*** Data section ***
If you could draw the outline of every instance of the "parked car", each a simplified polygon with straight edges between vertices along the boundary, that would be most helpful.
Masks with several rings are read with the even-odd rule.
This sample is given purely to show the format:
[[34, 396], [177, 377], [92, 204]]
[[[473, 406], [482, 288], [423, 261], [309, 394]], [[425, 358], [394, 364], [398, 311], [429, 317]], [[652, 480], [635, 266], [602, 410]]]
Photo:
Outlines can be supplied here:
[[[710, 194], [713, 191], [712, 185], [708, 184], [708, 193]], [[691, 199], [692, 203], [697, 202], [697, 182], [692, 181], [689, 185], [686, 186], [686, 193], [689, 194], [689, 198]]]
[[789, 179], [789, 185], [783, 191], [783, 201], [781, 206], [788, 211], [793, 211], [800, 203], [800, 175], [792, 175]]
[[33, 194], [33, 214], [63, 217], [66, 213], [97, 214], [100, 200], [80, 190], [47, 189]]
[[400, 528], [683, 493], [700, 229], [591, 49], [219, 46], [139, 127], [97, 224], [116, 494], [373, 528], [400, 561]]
***
Display each line of the data where "with" occurs.

**Your response:**
If you could draw the outline of every instance of the "parked car", each a simplified polygon with straight edges between vertices along the boundary, that would be most helpful.
Masks with several rings are read with the even-odd rule.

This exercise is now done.